_Exercise materials_.
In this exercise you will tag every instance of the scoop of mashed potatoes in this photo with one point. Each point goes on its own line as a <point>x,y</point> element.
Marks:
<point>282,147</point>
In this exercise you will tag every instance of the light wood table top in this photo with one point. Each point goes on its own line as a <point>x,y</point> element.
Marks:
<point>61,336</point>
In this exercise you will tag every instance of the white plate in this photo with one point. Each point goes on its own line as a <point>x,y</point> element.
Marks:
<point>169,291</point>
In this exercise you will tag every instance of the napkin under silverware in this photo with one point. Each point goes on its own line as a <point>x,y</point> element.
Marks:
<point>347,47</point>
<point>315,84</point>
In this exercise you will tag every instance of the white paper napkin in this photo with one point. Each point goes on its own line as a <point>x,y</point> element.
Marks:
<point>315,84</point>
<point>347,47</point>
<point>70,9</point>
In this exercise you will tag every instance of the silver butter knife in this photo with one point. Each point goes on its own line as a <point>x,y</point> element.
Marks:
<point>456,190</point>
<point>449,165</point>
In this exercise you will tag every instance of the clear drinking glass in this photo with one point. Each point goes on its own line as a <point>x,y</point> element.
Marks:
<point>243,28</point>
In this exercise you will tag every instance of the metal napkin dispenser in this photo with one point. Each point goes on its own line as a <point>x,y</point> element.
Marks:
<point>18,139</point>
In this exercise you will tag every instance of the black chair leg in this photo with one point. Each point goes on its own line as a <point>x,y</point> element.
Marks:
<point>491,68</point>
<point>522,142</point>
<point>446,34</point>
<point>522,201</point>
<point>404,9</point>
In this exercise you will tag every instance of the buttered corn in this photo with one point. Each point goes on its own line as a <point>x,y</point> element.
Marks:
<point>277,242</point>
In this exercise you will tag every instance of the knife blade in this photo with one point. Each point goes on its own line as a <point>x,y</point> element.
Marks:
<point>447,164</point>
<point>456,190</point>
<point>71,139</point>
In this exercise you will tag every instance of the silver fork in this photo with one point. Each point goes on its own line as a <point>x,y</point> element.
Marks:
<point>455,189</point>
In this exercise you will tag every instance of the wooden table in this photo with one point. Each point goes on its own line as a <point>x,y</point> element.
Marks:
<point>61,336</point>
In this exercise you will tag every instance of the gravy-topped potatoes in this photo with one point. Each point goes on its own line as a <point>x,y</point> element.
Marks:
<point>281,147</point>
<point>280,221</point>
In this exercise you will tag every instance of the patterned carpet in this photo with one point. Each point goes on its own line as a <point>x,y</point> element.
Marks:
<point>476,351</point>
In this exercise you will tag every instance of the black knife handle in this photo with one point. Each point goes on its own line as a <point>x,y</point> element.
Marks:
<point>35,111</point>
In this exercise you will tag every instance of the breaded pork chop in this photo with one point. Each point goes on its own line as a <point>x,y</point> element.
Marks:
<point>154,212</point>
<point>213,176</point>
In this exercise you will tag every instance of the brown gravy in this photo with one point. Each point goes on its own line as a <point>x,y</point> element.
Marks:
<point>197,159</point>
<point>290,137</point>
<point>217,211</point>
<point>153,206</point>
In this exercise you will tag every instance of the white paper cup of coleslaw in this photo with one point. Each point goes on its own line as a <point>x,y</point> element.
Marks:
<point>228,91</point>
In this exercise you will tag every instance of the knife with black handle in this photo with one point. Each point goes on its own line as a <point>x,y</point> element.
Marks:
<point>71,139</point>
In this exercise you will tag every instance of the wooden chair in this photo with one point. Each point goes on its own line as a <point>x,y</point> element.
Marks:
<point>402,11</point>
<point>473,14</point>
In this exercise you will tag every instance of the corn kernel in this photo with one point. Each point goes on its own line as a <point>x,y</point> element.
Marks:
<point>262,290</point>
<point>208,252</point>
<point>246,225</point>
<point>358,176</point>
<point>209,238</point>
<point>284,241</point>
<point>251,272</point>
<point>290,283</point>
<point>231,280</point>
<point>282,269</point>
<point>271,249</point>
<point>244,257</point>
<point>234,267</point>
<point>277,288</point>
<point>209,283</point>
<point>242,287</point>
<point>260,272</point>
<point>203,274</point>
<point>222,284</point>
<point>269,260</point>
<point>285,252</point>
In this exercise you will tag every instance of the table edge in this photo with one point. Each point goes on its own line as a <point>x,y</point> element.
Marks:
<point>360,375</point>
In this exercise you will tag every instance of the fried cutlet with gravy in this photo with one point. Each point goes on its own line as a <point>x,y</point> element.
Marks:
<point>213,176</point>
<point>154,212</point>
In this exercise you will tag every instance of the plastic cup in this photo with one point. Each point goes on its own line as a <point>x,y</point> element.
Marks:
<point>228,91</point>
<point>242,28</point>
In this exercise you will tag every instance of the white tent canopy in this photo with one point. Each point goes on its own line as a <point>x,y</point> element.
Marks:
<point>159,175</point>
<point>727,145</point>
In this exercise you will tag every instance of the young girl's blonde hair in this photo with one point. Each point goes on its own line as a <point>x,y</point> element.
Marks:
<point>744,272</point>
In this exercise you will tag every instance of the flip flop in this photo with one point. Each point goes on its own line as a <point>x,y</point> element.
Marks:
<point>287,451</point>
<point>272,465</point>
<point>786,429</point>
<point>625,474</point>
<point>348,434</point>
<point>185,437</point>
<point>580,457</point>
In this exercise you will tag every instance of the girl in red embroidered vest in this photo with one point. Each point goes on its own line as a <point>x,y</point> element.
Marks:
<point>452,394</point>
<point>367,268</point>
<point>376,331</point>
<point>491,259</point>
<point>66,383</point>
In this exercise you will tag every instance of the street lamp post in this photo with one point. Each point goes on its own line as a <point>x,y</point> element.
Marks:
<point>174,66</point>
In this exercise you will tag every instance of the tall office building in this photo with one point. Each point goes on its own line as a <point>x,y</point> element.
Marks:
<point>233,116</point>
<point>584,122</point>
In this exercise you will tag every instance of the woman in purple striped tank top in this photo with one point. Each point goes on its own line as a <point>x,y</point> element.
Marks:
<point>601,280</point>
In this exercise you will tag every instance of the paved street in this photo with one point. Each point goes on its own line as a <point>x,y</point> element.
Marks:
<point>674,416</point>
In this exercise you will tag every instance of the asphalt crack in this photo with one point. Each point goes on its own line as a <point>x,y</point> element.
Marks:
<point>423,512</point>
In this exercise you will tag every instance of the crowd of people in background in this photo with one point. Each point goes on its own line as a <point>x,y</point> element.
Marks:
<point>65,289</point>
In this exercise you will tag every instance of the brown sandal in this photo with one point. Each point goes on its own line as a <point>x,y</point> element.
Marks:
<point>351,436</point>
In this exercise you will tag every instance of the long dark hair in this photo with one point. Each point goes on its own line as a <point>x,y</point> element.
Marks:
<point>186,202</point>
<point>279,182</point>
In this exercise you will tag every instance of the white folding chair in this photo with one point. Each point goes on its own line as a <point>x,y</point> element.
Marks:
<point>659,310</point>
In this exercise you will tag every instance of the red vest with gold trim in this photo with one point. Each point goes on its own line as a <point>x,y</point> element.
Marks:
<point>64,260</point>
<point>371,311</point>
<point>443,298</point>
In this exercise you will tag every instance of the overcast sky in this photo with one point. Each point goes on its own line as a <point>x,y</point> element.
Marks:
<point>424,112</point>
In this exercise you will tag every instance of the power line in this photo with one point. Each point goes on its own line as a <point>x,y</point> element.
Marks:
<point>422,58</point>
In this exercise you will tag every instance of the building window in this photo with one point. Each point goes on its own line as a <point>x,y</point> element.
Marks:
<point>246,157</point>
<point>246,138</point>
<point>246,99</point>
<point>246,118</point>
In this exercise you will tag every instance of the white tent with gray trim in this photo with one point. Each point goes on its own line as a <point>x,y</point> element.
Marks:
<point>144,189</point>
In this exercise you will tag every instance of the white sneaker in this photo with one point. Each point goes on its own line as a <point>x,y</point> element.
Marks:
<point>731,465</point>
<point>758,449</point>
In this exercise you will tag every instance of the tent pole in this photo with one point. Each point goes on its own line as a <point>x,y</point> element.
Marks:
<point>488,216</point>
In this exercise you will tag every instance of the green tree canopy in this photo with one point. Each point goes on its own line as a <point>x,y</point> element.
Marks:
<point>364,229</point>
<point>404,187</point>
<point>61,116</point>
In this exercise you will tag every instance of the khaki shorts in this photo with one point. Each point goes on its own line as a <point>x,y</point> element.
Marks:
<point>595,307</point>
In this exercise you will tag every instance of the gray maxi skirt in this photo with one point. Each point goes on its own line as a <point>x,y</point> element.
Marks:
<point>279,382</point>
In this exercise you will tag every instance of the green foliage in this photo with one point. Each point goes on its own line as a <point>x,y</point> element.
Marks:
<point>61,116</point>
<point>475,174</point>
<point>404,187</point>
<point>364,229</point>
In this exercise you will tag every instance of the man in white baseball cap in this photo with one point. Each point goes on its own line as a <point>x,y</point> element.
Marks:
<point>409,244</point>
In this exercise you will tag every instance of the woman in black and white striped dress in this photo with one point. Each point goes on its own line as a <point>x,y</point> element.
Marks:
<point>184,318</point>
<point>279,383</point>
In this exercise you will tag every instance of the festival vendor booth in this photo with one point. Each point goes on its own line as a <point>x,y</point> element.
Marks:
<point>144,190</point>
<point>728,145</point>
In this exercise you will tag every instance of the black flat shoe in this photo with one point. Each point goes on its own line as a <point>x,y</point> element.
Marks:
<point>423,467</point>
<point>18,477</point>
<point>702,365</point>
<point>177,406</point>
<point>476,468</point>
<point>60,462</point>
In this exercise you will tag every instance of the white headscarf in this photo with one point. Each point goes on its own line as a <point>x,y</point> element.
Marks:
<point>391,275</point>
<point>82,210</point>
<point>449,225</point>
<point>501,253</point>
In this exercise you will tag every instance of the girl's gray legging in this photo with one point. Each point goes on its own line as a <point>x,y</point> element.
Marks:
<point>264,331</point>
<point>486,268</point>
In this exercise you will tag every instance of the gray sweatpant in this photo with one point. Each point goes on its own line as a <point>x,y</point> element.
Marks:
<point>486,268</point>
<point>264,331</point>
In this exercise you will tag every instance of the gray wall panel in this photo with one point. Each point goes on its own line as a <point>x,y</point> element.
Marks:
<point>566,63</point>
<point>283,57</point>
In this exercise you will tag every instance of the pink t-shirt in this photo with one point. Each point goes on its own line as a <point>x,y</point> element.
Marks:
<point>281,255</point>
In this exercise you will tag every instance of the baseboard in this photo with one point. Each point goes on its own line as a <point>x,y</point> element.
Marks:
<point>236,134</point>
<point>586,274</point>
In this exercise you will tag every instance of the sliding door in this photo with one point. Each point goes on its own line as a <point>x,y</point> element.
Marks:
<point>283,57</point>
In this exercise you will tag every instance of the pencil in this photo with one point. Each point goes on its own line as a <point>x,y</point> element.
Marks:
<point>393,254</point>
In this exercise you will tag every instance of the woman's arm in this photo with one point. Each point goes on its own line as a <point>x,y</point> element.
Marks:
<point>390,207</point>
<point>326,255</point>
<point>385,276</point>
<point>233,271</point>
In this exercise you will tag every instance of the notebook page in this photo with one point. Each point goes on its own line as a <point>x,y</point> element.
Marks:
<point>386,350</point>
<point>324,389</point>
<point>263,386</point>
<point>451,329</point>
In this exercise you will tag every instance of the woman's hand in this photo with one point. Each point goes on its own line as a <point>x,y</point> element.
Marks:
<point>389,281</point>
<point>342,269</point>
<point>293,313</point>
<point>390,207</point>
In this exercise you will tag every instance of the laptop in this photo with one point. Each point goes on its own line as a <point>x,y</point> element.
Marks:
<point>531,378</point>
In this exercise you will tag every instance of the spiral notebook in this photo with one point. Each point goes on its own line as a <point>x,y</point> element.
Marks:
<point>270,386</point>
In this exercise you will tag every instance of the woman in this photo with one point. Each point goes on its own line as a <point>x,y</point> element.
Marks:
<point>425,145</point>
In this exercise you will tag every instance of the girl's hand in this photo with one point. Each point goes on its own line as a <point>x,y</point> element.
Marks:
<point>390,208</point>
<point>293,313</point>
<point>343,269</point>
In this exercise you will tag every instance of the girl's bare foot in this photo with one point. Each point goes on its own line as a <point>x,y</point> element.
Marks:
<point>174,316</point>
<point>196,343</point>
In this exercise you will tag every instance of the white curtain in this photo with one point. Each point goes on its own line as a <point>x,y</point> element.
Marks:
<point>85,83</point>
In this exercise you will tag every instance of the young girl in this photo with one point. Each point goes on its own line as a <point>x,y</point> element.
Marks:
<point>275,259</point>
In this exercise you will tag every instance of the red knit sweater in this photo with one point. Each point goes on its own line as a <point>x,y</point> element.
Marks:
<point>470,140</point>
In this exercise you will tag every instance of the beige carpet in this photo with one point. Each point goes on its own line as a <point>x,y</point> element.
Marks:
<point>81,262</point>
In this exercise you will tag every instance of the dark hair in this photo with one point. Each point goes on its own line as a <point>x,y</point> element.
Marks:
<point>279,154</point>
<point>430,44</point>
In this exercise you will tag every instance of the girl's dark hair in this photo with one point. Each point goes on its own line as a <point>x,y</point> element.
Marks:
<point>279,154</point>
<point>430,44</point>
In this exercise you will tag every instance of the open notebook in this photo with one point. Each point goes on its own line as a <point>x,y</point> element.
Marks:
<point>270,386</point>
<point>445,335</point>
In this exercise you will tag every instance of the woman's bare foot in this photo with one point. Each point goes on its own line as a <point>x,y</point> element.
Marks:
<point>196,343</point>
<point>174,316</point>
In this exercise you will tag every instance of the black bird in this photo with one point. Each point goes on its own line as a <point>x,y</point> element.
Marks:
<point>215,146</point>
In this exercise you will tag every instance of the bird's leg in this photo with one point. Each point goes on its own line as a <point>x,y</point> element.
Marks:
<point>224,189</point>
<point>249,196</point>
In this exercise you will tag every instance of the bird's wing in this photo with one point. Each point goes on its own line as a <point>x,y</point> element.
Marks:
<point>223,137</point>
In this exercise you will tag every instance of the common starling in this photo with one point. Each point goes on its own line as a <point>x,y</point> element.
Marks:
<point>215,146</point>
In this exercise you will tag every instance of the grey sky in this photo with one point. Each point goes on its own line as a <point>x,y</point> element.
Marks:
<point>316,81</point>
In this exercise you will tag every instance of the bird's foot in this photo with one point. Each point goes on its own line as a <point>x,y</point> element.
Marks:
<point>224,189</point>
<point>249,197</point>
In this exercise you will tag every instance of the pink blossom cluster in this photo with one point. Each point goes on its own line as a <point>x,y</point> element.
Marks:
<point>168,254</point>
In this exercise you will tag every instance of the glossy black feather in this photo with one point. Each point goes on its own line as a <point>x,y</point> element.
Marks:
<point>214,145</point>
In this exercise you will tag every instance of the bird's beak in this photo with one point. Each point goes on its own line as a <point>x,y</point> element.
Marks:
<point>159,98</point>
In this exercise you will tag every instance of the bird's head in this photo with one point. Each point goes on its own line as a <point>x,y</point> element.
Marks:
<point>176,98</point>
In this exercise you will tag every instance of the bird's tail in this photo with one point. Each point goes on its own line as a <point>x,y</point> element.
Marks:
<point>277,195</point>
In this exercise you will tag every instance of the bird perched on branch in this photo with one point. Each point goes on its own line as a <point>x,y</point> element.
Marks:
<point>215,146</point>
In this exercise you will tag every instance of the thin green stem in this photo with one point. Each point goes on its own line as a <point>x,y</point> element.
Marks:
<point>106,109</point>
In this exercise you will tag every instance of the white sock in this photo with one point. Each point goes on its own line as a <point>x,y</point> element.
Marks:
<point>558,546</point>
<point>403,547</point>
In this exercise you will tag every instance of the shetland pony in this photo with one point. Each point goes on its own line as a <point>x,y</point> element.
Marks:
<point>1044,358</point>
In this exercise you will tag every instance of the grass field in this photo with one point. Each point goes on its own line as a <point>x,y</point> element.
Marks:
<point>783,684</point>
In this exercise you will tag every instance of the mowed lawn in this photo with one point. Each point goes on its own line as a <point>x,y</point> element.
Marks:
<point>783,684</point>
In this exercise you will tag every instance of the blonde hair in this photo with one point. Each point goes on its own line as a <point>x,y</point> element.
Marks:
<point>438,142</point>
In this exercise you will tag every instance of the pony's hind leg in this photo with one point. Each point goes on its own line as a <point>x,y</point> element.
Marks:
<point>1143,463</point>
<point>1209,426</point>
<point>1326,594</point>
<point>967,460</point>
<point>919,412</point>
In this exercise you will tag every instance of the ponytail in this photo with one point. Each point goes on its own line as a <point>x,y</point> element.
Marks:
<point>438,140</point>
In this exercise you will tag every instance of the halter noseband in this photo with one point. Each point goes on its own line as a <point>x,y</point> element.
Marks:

_Request_.
Rewrite the material from the line containing "In this exercise you will tag every instance of the fried" down to the line containing "<point>744,272</point>", changing "plastic cup" to "paper cup" and keeping everything else the same. Return only that stretch.

_Task answer_.
In this exercise you will tag every instance of the fried cutlet with gravy in this photo with one point. Each point goes on its own line as a <point>x,y</point> element.
Marks:
<point>213,176</point>
<point>154,212</point>
In this exercise you will tag every instance of the paper cup in this photo with one point. Each point goes on its own line as a <point>x,y</point> element.
Marks:
<point>228,91</point>
<point>242,28</point>
In this exercise you will tag every instance of the white tent canopy in this photo with one point. Each point goes on its own line as a <point>x,y</point> element.
Marks:
<point>159,175</point>
<point>727,145</point>
In this exercise you will tag every instance of the young girl's blonde hair in this photo with one point. Each point goes on its own line as a <point>x,y</point> element.
Marks:
<point>744,272</point>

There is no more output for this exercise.